Data for review START

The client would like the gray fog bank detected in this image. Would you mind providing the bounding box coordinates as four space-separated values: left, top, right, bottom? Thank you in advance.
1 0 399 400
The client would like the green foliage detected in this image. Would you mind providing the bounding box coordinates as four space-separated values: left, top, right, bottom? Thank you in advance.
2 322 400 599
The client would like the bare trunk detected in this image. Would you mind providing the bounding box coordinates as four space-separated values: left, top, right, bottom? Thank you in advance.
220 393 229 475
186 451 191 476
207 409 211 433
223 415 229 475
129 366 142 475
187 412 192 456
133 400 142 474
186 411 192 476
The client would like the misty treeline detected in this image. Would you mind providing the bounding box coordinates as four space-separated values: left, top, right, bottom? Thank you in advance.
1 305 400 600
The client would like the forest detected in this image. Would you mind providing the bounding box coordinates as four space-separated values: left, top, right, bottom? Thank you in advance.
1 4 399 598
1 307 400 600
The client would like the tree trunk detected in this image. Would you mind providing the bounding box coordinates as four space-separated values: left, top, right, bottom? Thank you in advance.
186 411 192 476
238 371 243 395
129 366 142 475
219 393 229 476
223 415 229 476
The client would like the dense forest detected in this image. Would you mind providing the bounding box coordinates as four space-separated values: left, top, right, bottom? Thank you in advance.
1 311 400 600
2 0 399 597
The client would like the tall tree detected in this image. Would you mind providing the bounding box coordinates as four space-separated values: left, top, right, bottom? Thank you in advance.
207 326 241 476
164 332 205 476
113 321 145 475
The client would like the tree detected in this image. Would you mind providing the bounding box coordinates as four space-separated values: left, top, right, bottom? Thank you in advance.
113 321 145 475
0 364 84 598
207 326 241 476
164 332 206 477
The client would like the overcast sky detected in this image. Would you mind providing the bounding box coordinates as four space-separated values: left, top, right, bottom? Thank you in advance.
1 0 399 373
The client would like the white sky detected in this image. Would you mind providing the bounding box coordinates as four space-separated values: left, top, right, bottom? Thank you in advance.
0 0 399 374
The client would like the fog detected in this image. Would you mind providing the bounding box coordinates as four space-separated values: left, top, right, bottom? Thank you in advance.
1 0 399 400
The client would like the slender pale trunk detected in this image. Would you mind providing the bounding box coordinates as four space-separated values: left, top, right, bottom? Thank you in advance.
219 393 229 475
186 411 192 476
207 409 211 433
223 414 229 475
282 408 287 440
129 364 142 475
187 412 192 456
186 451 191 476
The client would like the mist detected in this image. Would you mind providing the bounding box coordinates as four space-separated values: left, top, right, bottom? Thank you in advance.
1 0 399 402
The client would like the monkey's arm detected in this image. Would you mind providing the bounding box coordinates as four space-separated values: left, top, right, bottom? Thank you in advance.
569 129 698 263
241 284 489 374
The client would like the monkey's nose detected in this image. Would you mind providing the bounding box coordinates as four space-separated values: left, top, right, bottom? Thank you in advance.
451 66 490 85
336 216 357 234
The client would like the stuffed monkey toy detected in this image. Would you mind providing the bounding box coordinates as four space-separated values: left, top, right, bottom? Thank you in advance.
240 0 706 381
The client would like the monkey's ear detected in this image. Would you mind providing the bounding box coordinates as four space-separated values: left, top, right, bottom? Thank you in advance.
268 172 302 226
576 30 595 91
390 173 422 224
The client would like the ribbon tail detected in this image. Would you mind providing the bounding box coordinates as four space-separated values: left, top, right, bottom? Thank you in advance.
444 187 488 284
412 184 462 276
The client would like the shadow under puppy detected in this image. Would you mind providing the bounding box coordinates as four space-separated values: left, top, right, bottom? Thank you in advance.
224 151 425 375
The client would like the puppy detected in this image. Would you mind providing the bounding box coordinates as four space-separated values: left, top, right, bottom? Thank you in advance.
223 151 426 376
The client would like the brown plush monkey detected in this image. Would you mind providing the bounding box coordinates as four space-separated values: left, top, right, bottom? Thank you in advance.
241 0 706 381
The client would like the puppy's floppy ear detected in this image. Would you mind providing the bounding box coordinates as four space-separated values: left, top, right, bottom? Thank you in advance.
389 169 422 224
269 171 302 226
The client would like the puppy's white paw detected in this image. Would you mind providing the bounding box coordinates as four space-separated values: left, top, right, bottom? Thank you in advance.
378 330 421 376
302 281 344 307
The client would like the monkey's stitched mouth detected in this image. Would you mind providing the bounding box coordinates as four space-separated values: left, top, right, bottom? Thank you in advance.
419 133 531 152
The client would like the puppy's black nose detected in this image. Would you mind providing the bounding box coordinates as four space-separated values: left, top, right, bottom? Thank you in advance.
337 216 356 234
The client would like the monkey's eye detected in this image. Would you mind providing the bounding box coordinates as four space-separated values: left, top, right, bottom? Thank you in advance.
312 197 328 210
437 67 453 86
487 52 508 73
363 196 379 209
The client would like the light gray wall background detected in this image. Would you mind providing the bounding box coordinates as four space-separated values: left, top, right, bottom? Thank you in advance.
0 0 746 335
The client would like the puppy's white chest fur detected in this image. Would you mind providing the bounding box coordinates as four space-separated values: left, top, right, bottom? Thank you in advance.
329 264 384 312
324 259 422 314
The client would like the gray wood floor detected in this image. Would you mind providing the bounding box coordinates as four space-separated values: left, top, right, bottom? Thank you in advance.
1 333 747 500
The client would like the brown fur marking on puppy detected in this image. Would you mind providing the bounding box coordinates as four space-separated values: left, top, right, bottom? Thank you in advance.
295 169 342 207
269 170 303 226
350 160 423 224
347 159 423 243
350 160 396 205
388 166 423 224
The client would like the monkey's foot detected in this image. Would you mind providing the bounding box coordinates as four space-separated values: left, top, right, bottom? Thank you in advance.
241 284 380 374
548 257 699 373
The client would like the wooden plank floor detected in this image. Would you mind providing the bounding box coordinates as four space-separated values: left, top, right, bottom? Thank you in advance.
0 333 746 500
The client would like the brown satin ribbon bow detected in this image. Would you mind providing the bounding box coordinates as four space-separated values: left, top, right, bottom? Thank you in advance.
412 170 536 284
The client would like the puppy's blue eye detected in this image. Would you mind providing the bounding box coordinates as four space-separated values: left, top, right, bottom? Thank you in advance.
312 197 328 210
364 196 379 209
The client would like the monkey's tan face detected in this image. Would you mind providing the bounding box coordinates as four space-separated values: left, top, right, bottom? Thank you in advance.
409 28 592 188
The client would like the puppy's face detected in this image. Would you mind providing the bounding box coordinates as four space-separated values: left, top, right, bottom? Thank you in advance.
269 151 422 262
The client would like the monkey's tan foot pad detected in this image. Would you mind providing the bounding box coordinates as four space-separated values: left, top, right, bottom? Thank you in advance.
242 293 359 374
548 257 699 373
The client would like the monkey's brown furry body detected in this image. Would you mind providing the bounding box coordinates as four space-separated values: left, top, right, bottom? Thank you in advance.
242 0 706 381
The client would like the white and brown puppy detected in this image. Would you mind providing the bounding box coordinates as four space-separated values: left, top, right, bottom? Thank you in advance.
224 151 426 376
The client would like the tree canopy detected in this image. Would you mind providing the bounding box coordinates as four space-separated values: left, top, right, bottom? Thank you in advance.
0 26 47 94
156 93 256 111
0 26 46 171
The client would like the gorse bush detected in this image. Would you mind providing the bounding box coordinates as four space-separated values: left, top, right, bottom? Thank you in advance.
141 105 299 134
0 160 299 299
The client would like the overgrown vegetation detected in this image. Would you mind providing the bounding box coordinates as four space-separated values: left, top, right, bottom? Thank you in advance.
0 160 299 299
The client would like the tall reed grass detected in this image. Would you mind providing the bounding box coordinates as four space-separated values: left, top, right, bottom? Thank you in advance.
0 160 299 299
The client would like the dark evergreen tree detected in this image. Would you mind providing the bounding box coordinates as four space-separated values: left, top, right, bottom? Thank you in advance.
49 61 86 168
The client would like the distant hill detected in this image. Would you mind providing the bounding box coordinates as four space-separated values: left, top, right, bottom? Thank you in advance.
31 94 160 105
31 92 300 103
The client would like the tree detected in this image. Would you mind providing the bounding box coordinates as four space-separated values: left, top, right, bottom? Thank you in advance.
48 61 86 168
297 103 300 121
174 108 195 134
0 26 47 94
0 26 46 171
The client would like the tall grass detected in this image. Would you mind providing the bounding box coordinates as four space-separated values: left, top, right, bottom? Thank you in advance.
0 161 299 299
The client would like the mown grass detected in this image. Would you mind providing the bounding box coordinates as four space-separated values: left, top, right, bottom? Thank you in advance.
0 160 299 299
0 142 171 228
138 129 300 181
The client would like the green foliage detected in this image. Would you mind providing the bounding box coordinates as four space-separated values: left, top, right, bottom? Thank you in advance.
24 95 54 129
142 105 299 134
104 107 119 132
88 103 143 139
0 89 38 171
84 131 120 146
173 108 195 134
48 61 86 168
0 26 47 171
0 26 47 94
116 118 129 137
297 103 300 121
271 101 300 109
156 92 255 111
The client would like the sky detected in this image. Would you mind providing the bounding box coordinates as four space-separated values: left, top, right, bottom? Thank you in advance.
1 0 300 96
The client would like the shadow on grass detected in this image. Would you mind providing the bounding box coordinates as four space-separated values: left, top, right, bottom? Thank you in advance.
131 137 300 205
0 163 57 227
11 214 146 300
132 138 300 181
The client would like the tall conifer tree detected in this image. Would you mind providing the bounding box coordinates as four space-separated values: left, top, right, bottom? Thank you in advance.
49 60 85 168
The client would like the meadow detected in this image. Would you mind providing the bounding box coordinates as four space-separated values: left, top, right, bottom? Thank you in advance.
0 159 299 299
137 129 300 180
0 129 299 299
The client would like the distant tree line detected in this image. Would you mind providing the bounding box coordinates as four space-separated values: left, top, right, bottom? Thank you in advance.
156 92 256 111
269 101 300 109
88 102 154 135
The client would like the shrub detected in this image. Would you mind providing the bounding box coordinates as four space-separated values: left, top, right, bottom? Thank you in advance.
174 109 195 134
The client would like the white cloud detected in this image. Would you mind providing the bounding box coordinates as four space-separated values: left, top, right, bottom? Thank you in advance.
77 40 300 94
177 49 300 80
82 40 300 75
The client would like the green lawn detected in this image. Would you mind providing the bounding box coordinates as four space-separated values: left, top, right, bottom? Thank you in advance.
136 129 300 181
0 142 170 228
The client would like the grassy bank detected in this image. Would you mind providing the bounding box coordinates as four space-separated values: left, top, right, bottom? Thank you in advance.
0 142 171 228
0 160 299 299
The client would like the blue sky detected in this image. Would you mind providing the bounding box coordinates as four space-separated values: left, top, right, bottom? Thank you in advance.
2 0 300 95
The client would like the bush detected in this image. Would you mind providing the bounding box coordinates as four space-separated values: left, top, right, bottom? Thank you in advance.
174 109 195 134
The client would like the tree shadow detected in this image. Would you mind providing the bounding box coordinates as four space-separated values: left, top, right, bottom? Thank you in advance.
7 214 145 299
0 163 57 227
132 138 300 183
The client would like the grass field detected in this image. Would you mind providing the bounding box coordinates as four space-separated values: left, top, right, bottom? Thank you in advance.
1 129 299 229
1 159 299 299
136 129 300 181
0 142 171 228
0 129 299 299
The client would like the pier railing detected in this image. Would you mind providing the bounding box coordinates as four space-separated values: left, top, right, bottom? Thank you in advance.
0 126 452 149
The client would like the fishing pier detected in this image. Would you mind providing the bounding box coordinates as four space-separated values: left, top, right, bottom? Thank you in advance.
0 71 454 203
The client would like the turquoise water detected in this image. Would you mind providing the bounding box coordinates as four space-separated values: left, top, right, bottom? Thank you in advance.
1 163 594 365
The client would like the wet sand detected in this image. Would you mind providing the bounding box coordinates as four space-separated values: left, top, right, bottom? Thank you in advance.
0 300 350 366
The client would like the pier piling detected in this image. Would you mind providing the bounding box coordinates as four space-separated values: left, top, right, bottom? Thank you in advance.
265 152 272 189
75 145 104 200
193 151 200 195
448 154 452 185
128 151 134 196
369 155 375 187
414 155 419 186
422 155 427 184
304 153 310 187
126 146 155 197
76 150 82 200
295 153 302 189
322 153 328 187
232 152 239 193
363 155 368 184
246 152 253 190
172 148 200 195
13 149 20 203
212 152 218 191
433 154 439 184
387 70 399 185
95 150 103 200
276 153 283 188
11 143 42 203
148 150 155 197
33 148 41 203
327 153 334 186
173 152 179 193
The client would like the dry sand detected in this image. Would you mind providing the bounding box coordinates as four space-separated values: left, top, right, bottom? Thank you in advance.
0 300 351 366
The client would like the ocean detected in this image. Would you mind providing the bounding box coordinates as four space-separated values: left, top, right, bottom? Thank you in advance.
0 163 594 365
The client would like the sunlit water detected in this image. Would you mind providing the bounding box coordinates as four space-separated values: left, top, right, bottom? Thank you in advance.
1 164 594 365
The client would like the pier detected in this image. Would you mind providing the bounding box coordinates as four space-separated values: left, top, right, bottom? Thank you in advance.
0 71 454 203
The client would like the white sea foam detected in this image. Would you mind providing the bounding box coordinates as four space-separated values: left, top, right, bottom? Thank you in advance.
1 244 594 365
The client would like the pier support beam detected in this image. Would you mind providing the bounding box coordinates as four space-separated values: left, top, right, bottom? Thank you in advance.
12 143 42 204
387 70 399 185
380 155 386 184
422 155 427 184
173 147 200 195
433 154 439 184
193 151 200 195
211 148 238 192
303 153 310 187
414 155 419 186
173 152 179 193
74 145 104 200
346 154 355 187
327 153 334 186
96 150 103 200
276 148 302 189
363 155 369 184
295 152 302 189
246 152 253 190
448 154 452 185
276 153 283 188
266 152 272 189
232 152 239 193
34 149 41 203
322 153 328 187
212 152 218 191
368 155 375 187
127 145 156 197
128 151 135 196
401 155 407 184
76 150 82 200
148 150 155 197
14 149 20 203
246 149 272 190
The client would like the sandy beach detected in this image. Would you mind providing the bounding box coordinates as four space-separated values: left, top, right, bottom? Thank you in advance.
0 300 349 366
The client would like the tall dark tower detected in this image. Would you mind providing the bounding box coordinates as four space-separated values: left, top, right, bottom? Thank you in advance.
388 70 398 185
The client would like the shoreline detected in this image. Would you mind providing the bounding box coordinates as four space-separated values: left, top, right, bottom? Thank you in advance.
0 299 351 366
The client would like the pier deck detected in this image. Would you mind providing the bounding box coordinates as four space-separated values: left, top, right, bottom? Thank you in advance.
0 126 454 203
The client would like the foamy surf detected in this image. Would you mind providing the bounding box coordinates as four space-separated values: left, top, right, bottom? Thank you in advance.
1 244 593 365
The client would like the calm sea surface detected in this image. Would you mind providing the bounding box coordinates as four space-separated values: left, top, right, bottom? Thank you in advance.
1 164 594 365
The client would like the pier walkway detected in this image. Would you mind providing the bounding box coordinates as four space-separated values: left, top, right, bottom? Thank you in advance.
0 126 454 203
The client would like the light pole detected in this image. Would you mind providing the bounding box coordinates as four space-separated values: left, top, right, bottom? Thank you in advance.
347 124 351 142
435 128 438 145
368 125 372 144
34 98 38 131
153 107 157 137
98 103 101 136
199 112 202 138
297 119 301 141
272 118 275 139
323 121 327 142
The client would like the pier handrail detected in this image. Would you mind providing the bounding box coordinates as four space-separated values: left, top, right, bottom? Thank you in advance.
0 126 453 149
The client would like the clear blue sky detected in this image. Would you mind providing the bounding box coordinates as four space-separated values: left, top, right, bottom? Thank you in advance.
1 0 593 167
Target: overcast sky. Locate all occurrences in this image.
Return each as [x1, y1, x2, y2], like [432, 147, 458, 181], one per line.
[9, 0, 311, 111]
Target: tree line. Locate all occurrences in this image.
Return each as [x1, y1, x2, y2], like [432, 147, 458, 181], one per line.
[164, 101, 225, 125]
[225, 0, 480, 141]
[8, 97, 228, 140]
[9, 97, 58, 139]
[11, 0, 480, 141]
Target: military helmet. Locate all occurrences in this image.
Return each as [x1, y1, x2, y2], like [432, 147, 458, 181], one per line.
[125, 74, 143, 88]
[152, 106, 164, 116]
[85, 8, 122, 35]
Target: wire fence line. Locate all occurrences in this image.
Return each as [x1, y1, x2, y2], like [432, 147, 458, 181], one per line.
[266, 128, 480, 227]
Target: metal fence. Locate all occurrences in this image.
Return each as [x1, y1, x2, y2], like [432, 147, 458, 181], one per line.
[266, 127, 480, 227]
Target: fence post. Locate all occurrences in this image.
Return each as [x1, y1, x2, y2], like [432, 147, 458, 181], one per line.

Data for review END

* What the task requires *
With the line containing "Target: fence post." as the first and the final line of the records as the last, copy that span exactly and nothing more.

* Exercise result *
Target: fence post. Locate all occurrences in this image.
Return each as [x1, y1, x2, y2], like [432, 147, 458, 181], one per line.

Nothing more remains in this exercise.